▶ **Written task**: Reproduce the listing below with "sweet potato wedge" changed to "potato slice" and every other line left as it is. Omit the pictures from your answer.

▶ **Exercise data**:
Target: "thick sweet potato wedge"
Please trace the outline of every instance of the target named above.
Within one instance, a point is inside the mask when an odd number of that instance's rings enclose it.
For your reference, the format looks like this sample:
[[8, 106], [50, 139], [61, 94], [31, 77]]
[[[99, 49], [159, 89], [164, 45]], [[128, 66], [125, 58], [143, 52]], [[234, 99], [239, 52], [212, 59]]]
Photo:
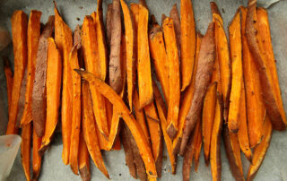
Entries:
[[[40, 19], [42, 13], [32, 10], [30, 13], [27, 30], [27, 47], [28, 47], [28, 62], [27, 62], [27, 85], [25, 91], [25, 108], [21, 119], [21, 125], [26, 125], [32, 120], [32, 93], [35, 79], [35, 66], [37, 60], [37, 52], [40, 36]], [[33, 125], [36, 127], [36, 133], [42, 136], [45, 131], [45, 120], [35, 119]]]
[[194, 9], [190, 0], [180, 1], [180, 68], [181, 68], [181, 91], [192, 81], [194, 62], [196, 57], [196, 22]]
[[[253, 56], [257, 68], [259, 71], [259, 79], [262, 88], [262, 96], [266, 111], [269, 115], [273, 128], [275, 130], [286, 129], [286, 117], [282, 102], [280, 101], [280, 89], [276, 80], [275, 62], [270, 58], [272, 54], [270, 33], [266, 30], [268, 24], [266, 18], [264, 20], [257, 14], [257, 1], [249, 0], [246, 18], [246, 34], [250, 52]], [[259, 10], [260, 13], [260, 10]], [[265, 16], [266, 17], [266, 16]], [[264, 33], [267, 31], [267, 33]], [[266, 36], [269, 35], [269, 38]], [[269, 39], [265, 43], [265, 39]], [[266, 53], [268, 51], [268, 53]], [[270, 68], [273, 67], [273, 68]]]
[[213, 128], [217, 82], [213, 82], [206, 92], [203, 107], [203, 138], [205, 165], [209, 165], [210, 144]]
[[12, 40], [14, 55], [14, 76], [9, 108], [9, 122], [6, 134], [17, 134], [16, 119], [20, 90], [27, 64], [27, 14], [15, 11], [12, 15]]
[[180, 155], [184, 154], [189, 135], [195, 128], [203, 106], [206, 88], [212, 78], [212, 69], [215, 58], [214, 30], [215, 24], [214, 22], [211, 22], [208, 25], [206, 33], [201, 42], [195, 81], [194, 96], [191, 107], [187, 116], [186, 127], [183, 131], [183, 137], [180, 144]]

▶ **Answer in full**:
Target: "thick potato slice"
Please trace the outline of every instance of the target named above.
Within one instance, a point is inside the mask when an odd number of that instance's rings enclose it.
For your reference, the format looks like this sample:
[[8, 106], [50, 139], [61, 94], [31, 77]]
[[[99, 49], [159, 89], [164, 45]], [[128, 66], [125, 58], [143, 52]], [[234, 99], [239, 52], [212, 59]]]
Photo:
Entries:
[[[40, 19], [42, 13], [32, 10], [30, 13], [27, 30], [27, 47], [28, 47], [28, 62], [27, 62], [27, 85], [25, 91], [25, 108], [21, 119], [21, 125], [26, 125], [32, 120], [32, 93], [35, 79], [35, 66], [37, 60], [37, 52], [40, 36]], [[33, 125], [36, 127], [36, 133], [42, 136], [45, 131], [45, 120], [35, 119]]]
[[194, 9], [190, 0], [180, 1], [180, 68], [181, 68], [181, 91], [192, 81], [194, 62], [196, 57], [196, 22]]
[[[253, 56], [257, 68], [259, 71], [259, 79], [262, 88], [262, 96], [266, 111], [269, 115], [273, 128], [275, 130], [286, 129], [286, 117], [282, 102], [280, 101], [280, 89], [276, 80], [275, 62], [270, 58], [272, 54], [270, 33], [266, 30], [268, 24], [266, 18], [264, 20], [257, 14], [257, 1], [249, 0], [246, 18], [246, 34], [250, 52]], [[259, 10], [260, 13], [260, 10]], [[265, 16], [266, 17], [266, 16]], [[264, 33], [267, 31], [267, 33]], [[266, 36], [269, 35], [269, 38]], [[269, 39], [265, 43], [265, 39]], [[266, 53], [268, 51], [268, 53]], [[270, 68], [273, 67], [273, 68]]]
[[213, 128], [217, 82], [213, 82], [206, 92], [203, 107], [203, 138], [205, 165], [209, 165], [210, 144]]
[[12, 40], [14, 55], [14, 76], [9, 108], [9, 122], [6, 134], [17, 134], [16, 119], [20, 90], [27, 64], [27, 14], [15, 11], [12, 15]]
[[180, 155], [184, 154], [189, 135], [195, 128], [203, 106], [206, 88], [212, 78], [212, 69], [215, 58], [214, 30], [215, 24], [214, 22], [211, 22], [208, 25], [206, 33], [201, 42], [195, 81], [194, 96], [191, 107], [187, 116], [186, 127], [183, 131], [183, 137], [180, 144]]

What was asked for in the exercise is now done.